▶ [O que fazer]
**1.** No trecho, em que ano Flávio Lemos participava de passeatas e protestos na UnB?
**2.** Transcreva do trecho a parte entre "Parabéns Nariz Gelado." e "lançado nos USA.", inclusive.

HighlanderSpirit disse...

Parabéns Nariz Gelado. Não vou dizer que este é seu melhor texto, porém, é um dos melhores.
Seu texto me fez refletir sobre os anos 80, também o vivi, também curti os mesmos shows,também sou da geração que viveu sob a bábarie da censura. Creio que o que nos aguarda, infelizmente é muito pior, pois naquela ditadura apenas a ideologia comunista era cerceada. Ir e vir, direito a propriedade, capitalismo, sequer era cogitado ser cortado.
Lembro-me também, que um filme de cinema demorava dois anos para vir para cá após lançado nos USA.
Enfim, parabéns pelo seu texto e estamos contigo para lutar, de verdade, para preservar nossa liberdade de opinião, crença expressão e principalmente para não termos gulags, e mortes por discordar dos detentores da verdade.
Á vc e ao Coronel, grande abraço. Estamos todos unidos nestas trincheiras.

Flávio Lemos disse...

Belo texto, NG. Me identifiquei totalmente. Quando eu participava de passeatas e protestos contra o governo militar na UnB em 1982, eu já percebia que eu não tinha nada a ver com meus colegas que usavam camisetas do Che Guevara.
Agradeço você ter mencionado o nome de minha banda, o Capital Inicial. Fiquei lisonjeado.

▶ [Dados fornecidos]
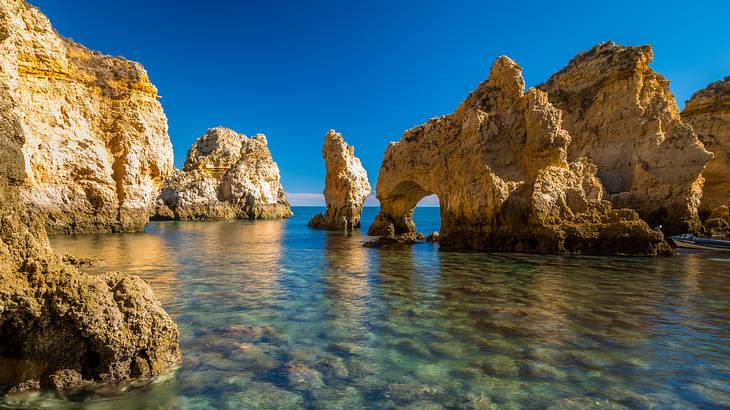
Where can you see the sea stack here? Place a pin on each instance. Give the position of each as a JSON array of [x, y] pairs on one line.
[[499, 167], [59, 327], [346, 186], [622, 117], [226, 175], [708, 111], [96, 147]]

▶ [Respostas completas]
**1.** Em 1982.

**2.**
Parabéns Nariz Gelado. Não vou dizer que este é seu melhor texto, porém, é um dos melhores.
Seu texto me fez refletir sobre os anos 80, também o vivi, também curti os mesmos shows,também sou da geração que viveu sob a bábarie da censura. Creio que o que nos aguarda, infelizmente é muito pior, pois naquela ditadura apenas a ideologia comunista era cerceada. Ir e vir, direito a propriedade, capitalismo, sequer era cogitado ser cortado.
Lembro-me também, que um filme de cinema demorava dois anos para vir para cá após lançado nos USA.